» Excerpt to read:
--- START ---

And the idea with serverless and all the services that went through together, is that they all work on those three aspects of TCO. So, when you look at the serverless deal at the end and all the services, you have to look though and think that they help you on the TCO itself. But then my question was, and it's the same for the first article about the particular architecture, when I first saw it, it was complicated, it's a new world, it's still a new world even though it's five years.

And to understand what's serverless architecture and then is it really cheaper, how do I make sure that it's ... how do I understand that it's really cheaper. There are some examples, there are some calculators, there are some articles talking about TCO, some great ones, there are some studies or use cases. But still I was missing something, so I wanted to work on that. That's why I worked on the calculator.

Jeremy: Right. So, I want to get to the calculator in a second, but I do want to clarify a couple of things too, because I think what you see typically when companies try to build out their own component, right, let's say they want to build their own security or authentication component. Part of the problem with building any system that is your own, something that is not unique to your company, and as we always say undifferentiated heavy lifting, right, it doesn't add business value to you for you to own your own authentication system.

The problem with building something like that on your own is not only the development time that it takes, if I can turn on Cognito or even Off Zero or something like that and I can immediately have secure logins and password reset flows and multi-factor authentication, all this stuff's built in for me, and it might take me, I don't know, maybe a half a day to read the documentation and set that up, maybe it takes a day. But it might take me weeks and weeks and weeks of development time to build that myself. Then here's the problem, let's say the person who built that, the lead architect, that person leaves and he or she goes to some other company and now your other devs have to be the ones to maintain a system that they don't necessarily understand fully.

Which means ... what always happens when they do that? Someone wants to rewrite it, make changes or whatever and then you've got more development time, more maintenance costs, things like that. Whereas if you hire somebody who knows how to use Cognito or knows how to use Off Zero, then that's just done for you. Yeah, you have to learn how it integrates into your system, but most of that is becoming very standard. So, that's a thing that I think a lot of people don't necessarily factor in as well, is that that ongoing maintenance cost. It's also about having the people available that know that, to maintain it. Because you can spend a lot of time having somebody relearn something, trying to figure out what some developer did three years ago, and is now unreachable.

Xavier: Yeah, I couldn't say it better.

Jeremy: All right. So, we talked about TCO, which is great. So, let's get into this cost calculator, into the serverless cost calculator. So, you built this calculator, it's in Google Sheets right now, right, so you can just make a copy of it and you can do some of that stuff. I know you said maybe you'll do it as a web app or something like that, but I think Google Sheets actually is really nice, because you can go in, it's an easy interface. So, tell us about this serverless calculator, what's different between like the AWS calculator, that AWS has on their website?

--- END ---

» Work to do:
A. From the interview on serverless costs, list the features that Jeremy says come built in when you turn on Cognito or a similar service.
B. In the interview on serverless costs, what program is the serverless cost calculator built in right now?
C. Continue the interview on serverless costs from where it stops.

» Data shown:
--- START ---

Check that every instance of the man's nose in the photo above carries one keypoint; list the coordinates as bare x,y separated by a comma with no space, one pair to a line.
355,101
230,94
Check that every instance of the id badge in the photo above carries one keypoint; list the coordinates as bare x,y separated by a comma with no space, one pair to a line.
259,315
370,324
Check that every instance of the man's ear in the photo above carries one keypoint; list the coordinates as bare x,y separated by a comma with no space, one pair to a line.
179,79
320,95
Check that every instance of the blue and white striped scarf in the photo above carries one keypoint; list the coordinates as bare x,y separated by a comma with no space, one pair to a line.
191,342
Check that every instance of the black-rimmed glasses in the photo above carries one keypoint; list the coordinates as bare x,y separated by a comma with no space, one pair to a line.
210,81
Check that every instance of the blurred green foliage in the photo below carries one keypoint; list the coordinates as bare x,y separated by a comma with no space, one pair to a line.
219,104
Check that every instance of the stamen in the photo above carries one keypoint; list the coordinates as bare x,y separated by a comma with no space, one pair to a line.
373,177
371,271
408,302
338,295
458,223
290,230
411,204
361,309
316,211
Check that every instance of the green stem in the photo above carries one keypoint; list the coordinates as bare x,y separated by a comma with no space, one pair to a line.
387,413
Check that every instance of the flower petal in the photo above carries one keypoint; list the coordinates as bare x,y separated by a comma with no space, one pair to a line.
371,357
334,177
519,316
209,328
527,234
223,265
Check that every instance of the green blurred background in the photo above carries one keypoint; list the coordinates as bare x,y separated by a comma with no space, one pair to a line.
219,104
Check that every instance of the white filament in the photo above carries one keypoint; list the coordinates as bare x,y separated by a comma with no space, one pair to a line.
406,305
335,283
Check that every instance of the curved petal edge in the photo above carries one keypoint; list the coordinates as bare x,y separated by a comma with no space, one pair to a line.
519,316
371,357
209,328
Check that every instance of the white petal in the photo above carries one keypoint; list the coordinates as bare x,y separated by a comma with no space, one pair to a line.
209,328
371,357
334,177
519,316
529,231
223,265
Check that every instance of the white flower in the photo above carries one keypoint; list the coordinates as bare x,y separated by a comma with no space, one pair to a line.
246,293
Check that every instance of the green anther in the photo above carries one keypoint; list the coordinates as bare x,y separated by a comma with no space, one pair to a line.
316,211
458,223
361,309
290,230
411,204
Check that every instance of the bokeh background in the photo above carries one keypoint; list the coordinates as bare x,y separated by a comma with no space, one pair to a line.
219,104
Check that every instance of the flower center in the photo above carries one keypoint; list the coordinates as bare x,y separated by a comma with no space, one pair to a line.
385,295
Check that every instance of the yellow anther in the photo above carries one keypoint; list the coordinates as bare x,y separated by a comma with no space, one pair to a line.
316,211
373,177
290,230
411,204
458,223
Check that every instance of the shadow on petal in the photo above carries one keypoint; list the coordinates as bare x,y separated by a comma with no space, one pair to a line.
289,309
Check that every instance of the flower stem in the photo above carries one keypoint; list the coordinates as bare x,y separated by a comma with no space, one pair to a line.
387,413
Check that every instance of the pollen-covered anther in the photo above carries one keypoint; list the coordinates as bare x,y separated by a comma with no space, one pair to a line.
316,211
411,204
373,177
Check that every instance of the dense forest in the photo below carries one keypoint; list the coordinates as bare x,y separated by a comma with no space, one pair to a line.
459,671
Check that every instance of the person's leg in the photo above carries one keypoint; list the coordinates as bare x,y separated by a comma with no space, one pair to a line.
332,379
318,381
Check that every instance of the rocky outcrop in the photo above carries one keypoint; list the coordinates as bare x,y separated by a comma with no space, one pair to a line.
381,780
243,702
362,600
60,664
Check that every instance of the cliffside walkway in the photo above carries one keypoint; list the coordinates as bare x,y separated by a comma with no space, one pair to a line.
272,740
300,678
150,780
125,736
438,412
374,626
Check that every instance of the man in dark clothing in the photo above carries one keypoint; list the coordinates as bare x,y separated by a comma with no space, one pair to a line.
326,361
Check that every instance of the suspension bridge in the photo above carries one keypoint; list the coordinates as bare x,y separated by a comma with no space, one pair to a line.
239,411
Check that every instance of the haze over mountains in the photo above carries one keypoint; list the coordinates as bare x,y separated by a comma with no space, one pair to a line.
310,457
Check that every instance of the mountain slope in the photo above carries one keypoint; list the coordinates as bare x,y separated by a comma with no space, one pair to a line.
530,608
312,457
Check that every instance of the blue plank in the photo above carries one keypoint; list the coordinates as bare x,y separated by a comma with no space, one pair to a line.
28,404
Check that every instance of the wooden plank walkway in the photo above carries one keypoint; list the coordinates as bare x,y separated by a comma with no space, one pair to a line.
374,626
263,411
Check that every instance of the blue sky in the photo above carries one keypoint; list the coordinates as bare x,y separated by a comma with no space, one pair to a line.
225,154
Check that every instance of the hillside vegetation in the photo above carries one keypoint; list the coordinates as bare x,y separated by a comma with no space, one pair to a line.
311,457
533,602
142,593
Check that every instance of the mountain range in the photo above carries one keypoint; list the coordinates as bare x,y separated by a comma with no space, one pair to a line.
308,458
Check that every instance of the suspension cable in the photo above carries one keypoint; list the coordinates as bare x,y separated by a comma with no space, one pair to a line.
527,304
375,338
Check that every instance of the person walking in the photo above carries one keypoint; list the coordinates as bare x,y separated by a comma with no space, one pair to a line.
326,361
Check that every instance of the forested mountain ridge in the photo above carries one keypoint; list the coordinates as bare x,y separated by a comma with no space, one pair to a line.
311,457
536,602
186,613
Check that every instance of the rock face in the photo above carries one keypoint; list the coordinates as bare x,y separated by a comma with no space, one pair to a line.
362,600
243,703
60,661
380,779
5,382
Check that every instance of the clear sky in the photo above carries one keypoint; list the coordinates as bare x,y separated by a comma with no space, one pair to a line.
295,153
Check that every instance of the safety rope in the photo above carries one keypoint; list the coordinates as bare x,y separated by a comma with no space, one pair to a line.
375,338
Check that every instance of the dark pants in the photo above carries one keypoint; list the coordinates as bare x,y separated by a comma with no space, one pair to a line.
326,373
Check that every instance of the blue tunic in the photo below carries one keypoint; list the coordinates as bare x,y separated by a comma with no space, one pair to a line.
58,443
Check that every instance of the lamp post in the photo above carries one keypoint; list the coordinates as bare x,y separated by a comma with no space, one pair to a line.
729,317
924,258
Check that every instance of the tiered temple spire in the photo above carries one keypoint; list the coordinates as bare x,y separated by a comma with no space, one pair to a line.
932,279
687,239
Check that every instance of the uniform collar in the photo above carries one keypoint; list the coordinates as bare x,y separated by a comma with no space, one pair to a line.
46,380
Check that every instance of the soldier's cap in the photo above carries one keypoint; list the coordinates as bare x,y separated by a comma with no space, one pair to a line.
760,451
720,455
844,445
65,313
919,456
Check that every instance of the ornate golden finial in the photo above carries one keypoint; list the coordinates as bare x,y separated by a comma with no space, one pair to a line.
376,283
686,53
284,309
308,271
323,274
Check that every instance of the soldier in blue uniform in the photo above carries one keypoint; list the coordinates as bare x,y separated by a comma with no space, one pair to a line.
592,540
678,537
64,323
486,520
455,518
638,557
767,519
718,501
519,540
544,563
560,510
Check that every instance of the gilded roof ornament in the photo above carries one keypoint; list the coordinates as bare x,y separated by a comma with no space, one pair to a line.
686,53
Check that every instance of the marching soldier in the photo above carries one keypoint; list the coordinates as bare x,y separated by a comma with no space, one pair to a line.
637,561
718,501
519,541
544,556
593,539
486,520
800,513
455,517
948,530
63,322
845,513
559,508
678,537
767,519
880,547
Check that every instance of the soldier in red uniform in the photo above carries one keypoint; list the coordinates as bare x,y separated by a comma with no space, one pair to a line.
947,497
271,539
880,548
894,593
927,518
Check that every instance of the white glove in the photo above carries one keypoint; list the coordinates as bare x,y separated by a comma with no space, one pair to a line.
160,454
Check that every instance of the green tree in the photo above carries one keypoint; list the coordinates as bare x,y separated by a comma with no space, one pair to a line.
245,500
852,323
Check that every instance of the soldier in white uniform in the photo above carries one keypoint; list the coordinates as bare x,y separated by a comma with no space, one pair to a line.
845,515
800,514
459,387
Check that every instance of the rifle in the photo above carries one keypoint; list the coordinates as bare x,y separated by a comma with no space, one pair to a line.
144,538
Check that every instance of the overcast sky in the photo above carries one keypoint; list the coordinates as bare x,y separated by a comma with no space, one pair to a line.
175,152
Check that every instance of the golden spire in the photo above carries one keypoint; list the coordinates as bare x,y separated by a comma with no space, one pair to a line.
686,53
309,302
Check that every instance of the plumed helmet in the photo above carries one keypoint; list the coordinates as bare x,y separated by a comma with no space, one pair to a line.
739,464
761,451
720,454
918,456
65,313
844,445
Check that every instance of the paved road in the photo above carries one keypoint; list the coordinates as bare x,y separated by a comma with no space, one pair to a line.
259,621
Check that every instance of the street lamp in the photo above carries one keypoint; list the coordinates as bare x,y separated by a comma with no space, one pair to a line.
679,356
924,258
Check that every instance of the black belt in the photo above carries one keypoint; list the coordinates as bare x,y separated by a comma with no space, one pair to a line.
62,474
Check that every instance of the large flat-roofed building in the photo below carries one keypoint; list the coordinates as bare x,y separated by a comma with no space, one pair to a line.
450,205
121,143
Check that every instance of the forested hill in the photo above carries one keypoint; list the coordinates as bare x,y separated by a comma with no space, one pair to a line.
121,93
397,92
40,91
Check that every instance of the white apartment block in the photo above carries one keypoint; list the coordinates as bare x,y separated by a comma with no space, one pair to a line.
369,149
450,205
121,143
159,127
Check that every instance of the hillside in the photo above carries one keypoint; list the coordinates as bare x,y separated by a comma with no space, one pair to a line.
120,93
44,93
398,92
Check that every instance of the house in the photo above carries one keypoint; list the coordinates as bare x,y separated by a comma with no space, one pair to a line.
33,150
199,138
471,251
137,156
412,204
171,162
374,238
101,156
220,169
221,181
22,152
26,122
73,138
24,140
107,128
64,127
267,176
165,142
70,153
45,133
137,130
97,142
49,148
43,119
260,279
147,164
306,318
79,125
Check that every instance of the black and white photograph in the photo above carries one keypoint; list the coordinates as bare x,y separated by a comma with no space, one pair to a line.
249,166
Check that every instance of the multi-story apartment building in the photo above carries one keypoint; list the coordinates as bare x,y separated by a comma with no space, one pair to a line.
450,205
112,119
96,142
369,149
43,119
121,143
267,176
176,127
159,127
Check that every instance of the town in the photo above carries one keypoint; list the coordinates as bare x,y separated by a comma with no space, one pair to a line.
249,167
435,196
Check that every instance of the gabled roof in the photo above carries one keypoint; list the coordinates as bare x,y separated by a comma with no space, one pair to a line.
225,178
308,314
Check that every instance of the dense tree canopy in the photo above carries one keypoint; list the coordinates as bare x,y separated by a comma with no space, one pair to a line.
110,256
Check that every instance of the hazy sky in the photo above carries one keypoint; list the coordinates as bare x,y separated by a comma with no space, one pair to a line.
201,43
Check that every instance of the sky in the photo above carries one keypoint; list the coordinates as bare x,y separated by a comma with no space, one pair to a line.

--- END ---

» Answers to the exercise:
A.
- Secure logins
- Password reset flows
- Multi-factor authentication

B. Google Sheets.

C.
Xavier: So, the AWS calculator itself is extremely powerful, but you have all the services, the 250 services, I don't know how many. You can find it in the video we were mentioning. So, it's crazy, you don't know where to look at. And the thing I wanted is ... my focus is to evangelize a little bit about the added value of serverless to really help people, that's what I did, simply. And I wanted to create something that could help people that don't have crazy, crazy expectations of serverless, to be able to access the potential cost of a serverless project for their use case. So, I needed to think about ... And the AWS cost calculator is like that, it's complicated, it's difficult, it's micro.

So, I wanted to build something like that, so I thought what can I do for that, what's going to make a difference. There was a lot of articles, there was a lot of videos, but which one do I set, which one do I fix and then I don't think about them anymore. And that's why as well I thought about writing, it was just the first step, I thought about writing what is a typical serverless architecture. Because I wanted to sell a fixed picture and starting to set some viables for the potential calculator coming behind. And which services, how do they communicate with each other, when are we using them and stuff like that? So, build this image of what a typical serverless architecture is.

And then I went further and I made the calculator. So, the calculator it has a table ... and it's a spreadsheet, it's easier indeed to play around with it, it's easier indeed to ... The idea as well with the spreadsheet is to be transparent, so it's easier to be transparent with a spreadsheet. Everybody can see everything, the calculation and the hypotheses we made. So what are you going to find there? You're going to land on it and you're going to see the main data, that's where you're going to see, the price algorithm.

You have some basic variables on the left, you still need some, because you need variables these days, of course, and then the price output on the right. And below you're going to have the services. And then you have several facts, each of the AWS services we were mentioning before. So, the entire calculation based on AWS calculator costs and the variables that are necessary for each of them. So, we used a color code to show that there is some that's really an asset, because it doesn't have a big impact on the cost at all, because there is no reason to really tweak it, it's okay like that, your architecture is going to be fine on that.

And then there are some with a different color code that are going to be put back at the central dashboard, to be able to play with them and see the impact it has on the cost. So, you can use the calculator in two ways, you don't know ... you just want to play around, you have a broad idea of the website or type of website, an eCommerce, a blog, a work tool and with a certain amount of traffic. So, just that, so we have some drop downs and you can change them and directly see ... play around and directly see the impact it has on the customer per month. And if you want to go further, from there you have the capacity of changing some user variables, I call them like that because I think that's ...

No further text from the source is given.